Exercise brief: Keep only the lines below that contain the word "wooden" and copy each of them in full.

Material for the task:
______________________________

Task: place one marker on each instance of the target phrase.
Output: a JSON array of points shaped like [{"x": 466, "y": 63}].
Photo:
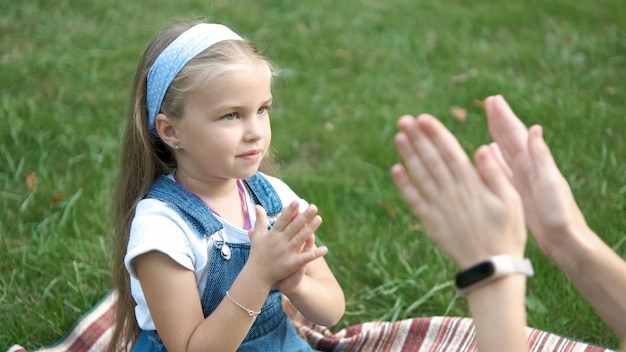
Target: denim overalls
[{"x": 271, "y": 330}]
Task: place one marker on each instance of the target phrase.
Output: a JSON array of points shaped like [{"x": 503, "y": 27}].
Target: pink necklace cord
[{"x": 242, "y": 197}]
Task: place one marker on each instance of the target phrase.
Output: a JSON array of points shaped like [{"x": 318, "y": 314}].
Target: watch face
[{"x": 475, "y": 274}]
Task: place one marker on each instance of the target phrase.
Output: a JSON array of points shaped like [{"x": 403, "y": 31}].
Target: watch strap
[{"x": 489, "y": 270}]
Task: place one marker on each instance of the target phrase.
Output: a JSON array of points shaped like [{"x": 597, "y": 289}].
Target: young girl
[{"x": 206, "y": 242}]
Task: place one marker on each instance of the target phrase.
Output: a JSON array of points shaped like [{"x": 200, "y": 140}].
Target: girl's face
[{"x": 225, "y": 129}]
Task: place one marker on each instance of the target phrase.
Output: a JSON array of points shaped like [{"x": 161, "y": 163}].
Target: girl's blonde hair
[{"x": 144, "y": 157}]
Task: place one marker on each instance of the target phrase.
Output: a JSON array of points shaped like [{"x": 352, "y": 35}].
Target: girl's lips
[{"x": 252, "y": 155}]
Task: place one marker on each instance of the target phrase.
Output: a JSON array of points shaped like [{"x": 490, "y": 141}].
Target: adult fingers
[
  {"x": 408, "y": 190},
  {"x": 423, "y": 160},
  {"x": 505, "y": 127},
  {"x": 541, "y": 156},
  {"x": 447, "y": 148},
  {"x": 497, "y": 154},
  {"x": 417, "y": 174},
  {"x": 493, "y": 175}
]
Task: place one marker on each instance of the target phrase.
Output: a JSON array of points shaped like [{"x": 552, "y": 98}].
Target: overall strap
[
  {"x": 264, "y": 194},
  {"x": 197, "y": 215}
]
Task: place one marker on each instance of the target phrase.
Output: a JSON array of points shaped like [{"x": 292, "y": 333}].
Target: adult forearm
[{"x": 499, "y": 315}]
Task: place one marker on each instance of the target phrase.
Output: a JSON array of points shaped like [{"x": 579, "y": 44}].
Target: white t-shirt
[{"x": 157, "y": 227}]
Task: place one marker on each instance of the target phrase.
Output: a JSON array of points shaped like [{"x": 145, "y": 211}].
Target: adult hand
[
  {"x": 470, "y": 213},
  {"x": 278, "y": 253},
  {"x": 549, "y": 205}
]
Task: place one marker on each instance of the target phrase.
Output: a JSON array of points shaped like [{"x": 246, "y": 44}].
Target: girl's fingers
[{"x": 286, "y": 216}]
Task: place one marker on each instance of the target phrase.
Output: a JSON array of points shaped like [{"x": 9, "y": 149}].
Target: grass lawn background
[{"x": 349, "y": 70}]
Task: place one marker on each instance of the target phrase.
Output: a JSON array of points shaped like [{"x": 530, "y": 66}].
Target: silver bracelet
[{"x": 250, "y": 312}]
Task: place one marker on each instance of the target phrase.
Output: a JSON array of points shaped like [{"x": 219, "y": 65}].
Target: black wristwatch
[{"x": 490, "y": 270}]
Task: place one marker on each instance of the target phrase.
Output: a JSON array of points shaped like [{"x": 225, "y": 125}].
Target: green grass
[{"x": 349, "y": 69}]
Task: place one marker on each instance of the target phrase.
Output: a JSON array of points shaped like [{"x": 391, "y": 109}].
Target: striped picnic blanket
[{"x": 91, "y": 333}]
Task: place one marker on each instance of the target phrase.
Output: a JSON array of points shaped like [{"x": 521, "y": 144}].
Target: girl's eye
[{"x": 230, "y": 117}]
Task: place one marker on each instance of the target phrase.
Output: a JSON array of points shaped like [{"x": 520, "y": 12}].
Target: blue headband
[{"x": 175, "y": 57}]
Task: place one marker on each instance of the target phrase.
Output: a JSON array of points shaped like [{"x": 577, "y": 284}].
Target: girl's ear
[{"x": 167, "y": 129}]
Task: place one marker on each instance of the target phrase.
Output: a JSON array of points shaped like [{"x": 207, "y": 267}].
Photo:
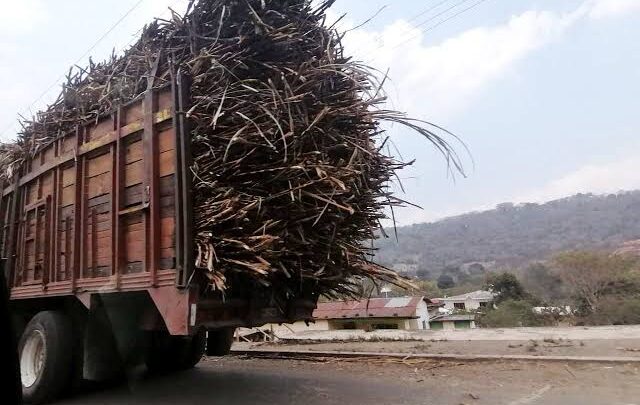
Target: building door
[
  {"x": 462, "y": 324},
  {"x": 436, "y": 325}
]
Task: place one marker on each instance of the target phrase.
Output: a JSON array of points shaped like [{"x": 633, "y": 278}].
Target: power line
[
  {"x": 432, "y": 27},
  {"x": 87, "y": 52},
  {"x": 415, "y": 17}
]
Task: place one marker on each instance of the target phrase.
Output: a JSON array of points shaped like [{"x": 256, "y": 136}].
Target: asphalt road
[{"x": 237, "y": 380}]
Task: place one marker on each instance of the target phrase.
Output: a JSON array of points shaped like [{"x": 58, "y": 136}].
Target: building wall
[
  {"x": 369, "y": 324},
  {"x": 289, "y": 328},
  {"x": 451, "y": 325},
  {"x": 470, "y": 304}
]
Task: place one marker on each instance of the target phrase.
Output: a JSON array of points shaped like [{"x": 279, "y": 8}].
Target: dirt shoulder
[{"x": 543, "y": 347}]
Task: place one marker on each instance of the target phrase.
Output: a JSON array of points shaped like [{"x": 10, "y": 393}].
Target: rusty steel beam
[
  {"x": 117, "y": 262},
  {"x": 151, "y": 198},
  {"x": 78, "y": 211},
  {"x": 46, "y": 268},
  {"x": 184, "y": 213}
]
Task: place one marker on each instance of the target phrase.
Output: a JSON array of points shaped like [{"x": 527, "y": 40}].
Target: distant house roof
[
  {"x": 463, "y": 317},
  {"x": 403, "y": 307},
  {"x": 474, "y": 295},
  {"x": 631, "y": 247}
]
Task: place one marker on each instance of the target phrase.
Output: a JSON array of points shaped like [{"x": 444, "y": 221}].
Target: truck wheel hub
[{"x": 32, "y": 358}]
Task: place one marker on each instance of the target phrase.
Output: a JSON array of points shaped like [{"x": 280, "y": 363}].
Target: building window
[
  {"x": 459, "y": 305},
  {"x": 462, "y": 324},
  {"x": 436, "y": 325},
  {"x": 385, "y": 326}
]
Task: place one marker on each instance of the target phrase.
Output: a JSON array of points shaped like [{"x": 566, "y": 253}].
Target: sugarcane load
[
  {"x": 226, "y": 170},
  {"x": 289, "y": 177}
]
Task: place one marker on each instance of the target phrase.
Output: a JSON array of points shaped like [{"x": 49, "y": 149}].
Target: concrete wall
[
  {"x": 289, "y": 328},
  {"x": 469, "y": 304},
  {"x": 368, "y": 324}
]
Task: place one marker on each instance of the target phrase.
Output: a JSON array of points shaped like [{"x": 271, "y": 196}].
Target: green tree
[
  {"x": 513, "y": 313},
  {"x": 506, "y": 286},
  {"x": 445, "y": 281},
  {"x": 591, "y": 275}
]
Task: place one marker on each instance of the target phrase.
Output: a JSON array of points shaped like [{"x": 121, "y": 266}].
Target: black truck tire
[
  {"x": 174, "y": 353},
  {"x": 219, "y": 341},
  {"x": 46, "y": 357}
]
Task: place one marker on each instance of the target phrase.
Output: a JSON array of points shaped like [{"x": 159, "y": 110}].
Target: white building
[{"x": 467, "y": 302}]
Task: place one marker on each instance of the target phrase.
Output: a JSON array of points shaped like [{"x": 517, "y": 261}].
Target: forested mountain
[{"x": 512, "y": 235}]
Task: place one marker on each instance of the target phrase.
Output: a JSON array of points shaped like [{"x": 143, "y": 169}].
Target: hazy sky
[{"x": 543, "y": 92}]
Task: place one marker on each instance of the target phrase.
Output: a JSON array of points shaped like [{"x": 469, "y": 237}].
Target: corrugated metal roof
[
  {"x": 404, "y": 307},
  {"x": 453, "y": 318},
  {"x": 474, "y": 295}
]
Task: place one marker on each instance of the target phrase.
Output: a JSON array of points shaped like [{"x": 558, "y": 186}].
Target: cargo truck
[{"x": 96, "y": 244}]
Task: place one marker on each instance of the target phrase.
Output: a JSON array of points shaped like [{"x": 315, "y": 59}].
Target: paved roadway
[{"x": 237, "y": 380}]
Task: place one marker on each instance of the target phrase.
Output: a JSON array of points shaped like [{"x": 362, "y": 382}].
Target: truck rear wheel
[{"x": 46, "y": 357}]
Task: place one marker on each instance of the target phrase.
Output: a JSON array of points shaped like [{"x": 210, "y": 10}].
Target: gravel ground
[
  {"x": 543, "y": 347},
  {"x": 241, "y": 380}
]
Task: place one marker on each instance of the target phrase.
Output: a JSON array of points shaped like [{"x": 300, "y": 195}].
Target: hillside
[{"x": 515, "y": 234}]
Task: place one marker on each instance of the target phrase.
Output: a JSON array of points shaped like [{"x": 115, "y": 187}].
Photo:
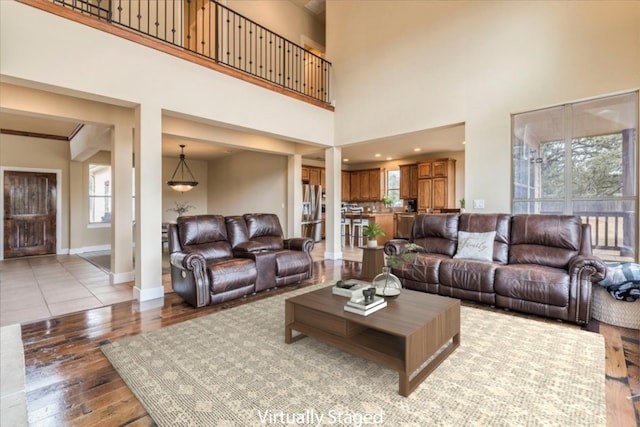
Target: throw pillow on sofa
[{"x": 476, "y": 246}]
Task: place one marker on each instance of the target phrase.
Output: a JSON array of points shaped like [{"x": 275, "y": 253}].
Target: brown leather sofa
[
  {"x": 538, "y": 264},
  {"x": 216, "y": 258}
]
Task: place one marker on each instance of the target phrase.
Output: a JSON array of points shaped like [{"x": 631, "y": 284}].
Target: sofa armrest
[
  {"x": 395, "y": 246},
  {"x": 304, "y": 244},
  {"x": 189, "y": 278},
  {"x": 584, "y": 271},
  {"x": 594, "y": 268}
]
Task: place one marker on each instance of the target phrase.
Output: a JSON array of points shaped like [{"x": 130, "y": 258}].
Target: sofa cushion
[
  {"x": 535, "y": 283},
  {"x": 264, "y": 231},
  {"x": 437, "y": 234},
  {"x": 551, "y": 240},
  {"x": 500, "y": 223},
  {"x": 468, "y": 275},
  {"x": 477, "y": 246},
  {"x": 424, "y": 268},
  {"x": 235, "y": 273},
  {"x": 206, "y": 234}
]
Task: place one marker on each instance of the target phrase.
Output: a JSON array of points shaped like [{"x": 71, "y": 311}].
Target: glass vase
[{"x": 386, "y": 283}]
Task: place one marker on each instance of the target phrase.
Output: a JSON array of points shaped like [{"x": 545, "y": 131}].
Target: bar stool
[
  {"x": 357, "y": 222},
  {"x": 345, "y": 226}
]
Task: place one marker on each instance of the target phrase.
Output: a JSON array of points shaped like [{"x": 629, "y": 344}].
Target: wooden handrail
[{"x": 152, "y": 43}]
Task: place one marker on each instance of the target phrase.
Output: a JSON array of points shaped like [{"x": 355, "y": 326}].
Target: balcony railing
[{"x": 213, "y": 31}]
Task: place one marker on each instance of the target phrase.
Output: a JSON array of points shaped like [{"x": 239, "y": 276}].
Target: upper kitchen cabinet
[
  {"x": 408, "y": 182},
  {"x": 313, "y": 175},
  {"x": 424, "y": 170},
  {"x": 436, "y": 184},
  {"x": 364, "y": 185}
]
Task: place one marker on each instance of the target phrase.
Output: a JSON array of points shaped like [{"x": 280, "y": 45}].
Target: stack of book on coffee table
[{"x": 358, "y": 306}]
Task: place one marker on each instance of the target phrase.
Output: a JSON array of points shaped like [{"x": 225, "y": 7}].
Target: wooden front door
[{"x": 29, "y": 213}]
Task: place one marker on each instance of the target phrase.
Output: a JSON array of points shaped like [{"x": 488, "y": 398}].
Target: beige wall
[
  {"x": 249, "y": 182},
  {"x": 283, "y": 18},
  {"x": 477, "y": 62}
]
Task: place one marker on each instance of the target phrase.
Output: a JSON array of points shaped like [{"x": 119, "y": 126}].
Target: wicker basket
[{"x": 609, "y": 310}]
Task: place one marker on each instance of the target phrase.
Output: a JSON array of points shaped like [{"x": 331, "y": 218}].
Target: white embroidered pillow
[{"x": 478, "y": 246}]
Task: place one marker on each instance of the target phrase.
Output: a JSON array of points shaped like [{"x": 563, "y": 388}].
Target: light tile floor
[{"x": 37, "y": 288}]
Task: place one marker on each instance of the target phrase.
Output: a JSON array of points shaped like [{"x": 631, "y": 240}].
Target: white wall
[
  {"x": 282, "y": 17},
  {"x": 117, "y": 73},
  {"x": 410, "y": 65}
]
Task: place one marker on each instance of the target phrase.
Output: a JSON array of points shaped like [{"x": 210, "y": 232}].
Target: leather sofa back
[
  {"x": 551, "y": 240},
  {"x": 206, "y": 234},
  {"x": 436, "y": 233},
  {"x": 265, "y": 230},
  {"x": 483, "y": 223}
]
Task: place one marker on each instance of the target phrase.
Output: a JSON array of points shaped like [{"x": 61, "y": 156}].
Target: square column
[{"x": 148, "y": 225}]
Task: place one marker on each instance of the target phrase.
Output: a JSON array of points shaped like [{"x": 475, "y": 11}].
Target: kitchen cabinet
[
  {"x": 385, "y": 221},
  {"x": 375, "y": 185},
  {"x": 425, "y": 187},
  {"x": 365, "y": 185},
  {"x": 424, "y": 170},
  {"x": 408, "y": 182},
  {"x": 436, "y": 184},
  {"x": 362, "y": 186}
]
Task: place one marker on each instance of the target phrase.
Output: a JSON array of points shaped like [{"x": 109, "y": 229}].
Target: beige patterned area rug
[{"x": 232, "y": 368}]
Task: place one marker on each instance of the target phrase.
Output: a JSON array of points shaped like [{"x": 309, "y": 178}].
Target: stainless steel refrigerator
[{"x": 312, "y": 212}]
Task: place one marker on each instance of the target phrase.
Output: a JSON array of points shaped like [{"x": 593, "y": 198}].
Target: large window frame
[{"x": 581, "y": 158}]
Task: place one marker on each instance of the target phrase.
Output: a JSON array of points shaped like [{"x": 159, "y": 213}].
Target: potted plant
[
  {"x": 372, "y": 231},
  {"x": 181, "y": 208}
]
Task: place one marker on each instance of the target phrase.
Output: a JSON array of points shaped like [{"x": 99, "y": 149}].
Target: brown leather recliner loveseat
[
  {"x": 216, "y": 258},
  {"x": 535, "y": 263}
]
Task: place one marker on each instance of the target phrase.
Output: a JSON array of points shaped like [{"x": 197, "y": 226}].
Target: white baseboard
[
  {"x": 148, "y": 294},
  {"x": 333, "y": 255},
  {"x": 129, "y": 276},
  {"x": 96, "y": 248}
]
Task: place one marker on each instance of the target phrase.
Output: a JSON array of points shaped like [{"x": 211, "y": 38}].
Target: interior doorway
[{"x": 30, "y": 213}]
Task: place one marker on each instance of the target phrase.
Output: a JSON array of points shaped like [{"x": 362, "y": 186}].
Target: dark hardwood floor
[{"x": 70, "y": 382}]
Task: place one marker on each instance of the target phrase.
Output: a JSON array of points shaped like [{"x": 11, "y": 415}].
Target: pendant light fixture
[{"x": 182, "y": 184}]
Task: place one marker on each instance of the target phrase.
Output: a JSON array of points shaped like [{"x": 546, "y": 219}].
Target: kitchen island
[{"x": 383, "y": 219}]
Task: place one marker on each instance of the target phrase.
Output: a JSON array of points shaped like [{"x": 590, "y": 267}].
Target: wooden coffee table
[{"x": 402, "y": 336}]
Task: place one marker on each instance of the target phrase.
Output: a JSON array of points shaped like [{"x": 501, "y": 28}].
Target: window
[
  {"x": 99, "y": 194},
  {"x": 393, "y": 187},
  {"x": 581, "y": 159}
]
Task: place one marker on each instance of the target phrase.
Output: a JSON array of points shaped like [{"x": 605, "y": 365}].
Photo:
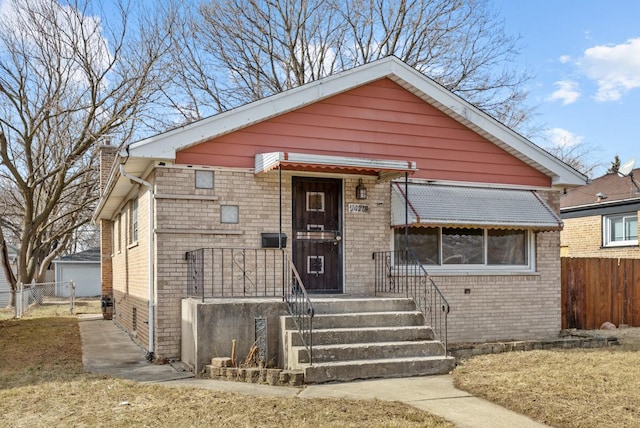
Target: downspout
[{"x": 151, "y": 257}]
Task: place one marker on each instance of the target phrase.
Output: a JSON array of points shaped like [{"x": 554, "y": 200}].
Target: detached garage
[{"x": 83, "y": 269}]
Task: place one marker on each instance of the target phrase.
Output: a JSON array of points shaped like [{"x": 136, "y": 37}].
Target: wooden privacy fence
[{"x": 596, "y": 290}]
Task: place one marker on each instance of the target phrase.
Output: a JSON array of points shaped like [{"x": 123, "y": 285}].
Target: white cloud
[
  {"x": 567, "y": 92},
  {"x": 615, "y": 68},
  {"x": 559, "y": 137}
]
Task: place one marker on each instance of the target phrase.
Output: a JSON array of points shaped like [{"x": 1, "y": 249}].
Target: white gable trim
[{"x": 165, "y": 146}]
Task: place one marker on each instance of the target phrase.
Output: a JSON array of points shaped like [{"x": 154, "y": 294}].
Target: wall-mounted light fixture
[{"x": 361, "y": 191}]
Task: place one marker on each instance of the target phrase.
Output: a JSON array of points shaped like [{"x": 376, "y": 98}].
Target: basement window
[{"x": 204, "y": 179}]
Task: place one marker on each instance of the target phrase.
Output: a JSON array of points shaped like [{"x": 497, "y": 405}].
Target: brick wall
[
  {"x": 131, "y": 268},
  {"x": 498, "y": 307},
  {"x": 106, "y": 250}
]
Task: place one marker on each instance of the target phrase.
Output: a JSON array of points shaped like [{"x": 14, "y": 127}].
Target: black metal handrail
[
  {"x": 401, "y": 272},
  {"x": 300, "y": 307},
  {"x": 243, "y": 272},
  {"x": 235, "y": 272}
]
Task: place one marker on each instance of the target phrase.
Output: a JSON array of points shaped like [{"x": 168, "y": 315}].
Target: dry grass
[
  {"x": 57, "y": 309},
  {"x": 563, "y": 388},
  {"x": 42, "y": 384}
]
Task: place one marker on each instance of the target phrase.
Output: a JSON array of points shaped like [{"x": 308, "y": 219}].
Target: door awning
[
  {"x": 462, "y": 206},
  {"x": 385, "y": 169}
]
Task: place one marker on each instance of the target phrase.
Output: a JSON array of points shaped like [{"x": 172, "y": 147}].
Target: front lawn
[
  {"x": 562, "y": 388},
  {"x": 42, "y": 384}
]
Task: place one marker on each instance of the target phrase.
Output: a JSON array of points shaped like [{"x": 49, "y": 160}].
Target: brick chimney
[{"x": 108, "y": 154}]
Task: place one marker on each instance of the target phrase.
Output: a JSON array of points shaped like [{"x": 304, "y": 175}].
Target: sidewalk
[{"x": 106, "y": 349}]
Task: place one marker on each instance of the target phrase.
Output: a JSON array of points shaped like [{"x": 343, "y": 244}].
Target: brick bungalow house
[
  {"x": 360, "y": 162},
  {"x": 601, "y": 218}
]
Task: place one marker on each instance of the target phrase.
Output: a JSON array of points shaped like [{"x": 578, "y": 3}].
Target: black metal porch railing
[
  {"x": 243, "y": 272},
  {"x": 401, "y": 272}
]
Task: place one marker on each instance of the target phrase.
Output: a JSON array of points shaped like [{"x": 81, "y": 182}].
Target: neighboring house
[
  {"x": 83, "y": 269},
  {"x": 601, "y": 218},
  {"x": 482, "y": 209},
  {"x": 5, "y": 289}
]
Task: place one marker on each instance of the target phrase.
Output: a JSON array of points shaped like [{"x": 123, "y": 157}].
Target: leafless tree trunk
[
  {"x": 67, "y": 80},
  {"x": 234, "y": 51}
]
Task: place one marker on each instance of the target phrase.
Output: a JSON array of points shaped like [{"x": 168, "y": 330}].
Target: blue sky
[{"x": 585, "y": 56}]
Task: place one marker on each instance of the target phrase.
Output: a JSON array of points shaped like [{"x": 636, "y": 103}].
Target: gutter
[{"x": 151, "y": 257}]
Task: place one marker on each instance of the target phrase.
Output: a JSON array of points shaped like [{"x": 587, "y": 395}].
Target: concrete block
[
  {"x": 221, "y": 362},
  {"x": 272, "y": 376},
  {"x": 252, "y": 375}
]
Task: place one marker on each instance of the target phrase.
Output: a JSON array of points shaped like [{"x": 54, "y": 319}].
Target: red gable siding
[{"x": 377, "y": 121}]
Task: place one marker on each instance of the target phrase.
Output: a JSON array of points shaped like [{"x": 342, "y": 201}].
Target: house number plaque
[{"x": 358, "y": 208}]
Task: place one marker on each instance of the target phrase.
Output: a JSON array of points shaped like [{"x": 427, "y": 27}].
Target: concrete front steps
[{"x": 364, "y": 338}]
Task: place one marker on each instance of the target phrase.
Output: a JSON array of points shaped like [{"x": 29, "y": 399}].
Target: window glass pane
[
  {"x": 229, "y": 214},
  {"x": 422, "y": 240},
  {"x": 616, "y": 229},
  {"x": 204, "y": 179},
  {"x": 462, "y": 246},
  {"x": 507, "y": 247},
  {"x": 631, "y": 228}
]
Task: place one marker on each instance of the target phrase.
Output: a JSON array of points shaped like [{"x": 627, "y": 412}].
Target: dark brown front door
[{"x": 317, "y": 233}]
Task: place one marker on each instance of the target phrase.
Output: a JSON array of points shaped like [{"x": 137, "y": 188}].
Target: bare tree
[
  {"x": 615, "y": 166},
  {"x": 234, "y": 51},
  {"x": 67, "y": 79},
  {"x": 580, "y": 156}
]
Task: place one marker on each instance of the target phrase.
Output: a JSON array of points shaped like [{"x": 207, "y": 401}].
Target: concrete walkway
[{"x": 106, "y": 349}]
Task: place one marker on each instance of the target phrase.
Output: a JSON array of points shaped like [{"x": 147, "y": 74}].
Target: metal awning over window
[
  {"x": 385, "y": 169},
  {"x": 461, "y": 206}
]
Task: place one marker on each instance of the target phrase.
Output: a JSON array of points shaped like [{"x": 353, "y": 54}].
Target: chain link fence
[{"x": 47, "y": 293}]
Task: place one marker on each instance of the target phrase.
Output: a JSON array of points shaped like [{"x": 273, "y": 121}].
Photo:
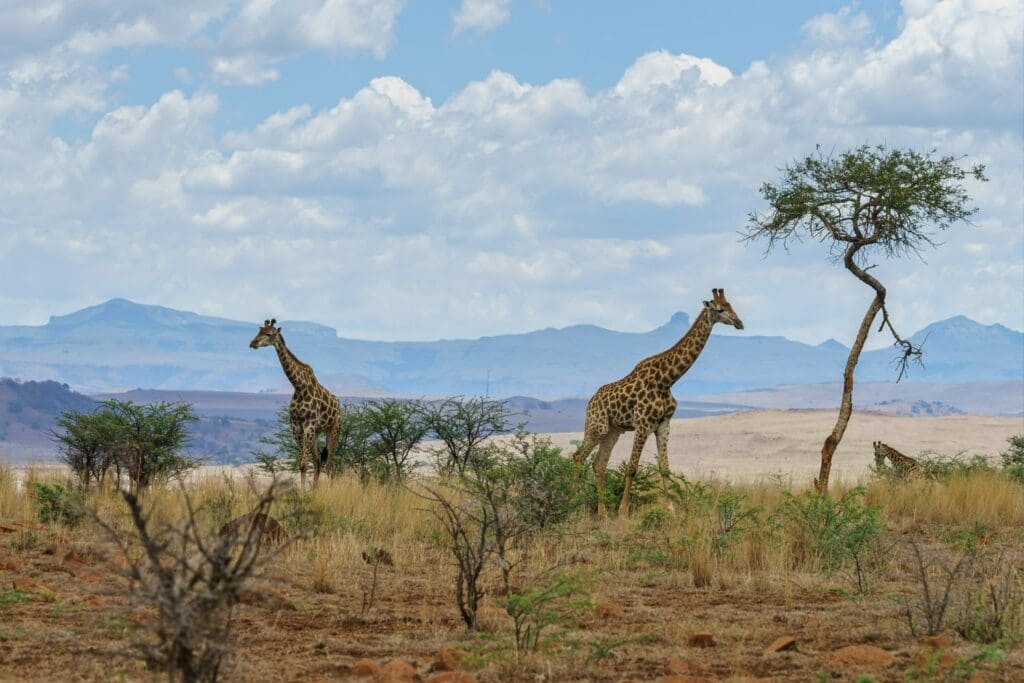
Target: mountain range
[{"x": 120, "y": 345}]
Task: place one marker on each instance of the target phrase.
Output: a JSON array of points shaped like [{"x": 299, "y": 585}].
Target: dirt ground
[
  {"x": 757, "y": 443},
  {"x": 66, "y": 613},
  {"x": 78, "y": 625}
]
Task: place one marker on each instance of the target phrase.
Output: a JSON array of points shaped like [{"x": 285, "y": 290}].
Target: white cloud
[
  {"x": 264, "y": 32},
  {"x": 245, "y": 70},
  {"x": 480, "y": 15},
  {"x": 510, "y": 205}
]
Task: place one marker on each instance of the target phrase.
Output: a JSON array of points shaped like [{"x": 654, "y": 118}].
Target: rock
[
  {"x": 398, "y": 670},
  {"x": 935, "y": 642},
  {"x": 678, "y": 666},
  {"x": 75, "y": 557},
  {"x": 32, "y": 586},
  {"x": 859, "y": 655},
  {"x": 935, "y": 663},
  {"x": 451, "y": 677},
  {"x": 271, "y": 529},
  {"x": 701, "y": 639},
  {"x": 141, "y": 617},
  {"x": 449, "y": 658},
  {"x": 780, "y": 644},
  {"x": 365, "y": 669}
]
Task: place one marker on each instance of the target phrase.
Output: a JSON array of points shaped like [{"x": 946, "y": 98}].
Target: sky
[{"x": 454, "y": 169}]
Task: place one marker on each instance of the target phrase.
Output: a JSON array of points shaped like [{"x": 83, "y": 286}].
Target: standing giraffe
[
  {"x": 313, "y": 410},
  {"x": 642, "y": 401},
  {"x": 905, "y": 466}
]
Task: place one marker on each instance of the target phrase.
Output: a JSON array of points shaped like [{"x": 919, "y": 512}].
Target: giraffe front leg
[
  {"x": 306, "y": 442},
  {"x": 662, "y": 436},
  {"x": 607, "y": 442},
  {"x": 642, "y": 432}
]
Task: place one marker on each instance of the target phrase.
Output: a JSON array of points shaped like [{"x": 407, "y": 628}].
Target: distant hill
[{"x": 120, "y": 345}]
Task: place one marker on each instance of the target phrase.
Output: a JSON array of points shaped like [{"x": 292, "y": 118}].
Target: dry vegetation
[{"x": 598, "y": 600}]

______________________________

Worked answer:
Target: wooden handrail
Target: wooden front door
Target: wooden coffee table
Target: wooden privacy fence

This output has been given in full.